[begin MATERIAL PROVIDED]
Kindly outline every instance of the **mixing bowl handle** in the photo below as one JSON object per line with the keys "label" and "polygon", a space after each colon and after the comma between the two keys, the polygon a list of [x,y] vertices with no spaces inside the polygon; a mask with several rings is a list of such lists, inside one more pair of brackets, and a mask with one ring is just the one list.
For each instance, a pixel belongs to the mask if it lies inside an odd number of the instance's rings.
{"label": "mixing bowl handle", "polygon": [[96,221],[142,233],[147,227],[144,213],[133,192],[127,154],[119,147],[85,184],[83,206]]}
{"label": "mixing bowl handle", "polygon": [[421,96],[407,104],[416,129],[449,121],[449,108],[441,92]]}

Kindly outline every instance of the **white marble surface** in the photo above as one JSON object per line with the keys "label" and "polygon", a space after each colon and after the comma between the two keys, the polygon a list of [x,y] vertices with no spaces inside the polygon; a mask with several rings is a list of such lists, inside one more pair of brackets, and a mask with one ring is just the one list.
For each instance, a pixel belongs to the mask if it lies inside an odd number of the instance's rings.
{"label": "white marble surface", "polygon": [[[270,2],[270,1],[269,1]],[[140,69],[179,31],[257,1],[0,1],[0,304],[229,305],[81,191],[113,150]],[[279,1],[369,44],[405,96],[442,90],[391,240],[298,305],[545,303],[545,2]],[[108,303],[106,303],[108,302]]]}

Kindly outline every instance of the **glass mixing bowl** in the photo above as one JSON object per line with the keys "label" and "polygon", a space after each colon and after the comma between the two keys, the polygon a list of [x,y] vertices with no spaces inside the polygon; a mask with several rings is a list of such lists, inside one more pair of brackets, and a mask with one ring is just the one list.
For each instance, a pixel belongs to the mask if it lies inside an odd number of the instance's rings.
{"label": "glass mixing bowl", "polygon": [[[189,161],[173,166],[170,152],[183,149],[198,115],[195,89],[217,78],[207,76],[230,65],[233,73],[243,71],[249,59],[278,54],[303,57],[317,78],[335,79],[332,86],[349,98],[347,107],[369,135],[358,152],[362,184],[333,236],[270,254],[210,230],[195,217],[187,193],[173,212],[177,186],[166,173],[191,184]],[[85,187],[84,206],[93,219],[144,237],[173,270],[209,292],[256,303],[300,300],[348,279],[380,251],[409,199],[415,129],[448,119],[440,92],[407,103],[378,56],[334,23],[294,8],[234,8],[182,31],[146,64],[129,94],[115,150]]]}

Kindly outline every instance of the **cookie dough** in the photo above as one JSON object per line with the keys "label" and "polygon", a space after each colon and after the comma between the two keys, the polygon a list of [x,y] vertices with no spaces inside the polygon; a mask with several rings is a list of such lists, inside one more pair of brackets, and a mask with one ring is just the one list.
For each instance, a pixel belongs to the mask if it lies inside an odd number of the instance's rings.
[end MATERIAL PROVIDED]
JOB:
Please update the records above by putting "Trace" in place of "Kindly outline" everywhere it appears, then give the lines again with nothing else changed.

FINISHED ANSWER:
Trace every instance of the **mixing bowl handle** in the photo below as one JSON object per line with the keys "label" and "polygon", a space after each colon and after the comma between the two keys, the polygon a list of [x,y] vertices with no spaces inside the polygon; a mask with several rings is a list of such lists, inside one more pair of brackets, and a mask with one ring is just the one list.
For each instance, a pixel belongs to the mask if it lies inside an odd number of the instance's rings.
{"label": "mixing bowl handle", "polygon": [[96,221],[142,233],[147,227],[144,213],[133,192],[127,154],[119,147],[85,184],[83,206]]}
{"label": "mixing bowl handle", "polygon": [[421,96],[407,104],[416,129],[449,121],[449,108],[441,92]]}

Trace every instance of the **white marble surface** in the photo above as one JSON object per line with the keys "label" and "polygon", a space after each colon and after the comma between the two keys, the polygon a list of [x,y] vertices with no spaces inside the polygon; a mask with several rings is a list of such lists, inside one more pair of brackets, and a mask with one ring is just the one list.
For each instance, a pixel belongs to the mask if it lies inside an odd number of the instance's rings.
{"label": "white marble surface", "polygon": [[[270,2],[270,1],[269,1]],[[140,69],[179,31],[257,1],[0,1],[0,304],[229,305],[81,191],[113,150]],[[279,1],[369,44],[405,96],[442,90],[391,240],[298,305],[545,303],[545,2]],[[108,303],[106,303],[108,302]]]}

Trace every instance of the **glass mixing bowl** in the photo above as one JSON object per line with the keys "label" and "polygon", a space after each colon and after the comma between the two keys, the polygon a list of [x,y] vertices with no spaces inside the polygon; a mask with several rings is a list of such lists, inside one more pair of brackets, and a mask with one ring is just the one list.
For each instance, a pixel belongs to the mask if it lies inside an odd number of the instance's rings.
{"label": "glass mixing bowl", "polygon": [[[189,161],[173,166],[170,152],[183,149],[198,115],[195,89],[217,78],[207,76],[230,65],[233,73],[243,71],[249,59],[278,54],[303,57],[317,78],[335,79],[332,86],[349,98],[347,107],[369,135],[358,152],[362,184],[333,236],[270,254],[210,230],[195,217],[187,193],[173,212],[177,186],[166,173],[191,184]],[[85,187],[84,206],[93,219],[144,237],[173,270],[209,292],[256,303],[300,300],[348,279],[380,251],[409,199],[415,129],[448,119],[440,92],[407,103],[378,56],[334,23],[294,8],[234,8],[182,31],[146,64],[129,94],[115,150]]]}

Trace every instance of the **cookie dough** in the photo above as one JSON object per line with the keys "label" and "polygon", a space after each colon and after the comma between the two keys, the polygon a list of [x,y] vertices with no spaces inside the polygon; a mask with several rings is a list of such lists, inside one more pair of brackets, and a mask with one ring is just the one list.
For each instance, a pixel belongs to the mask if it lies inside an odd number of the instance's rings.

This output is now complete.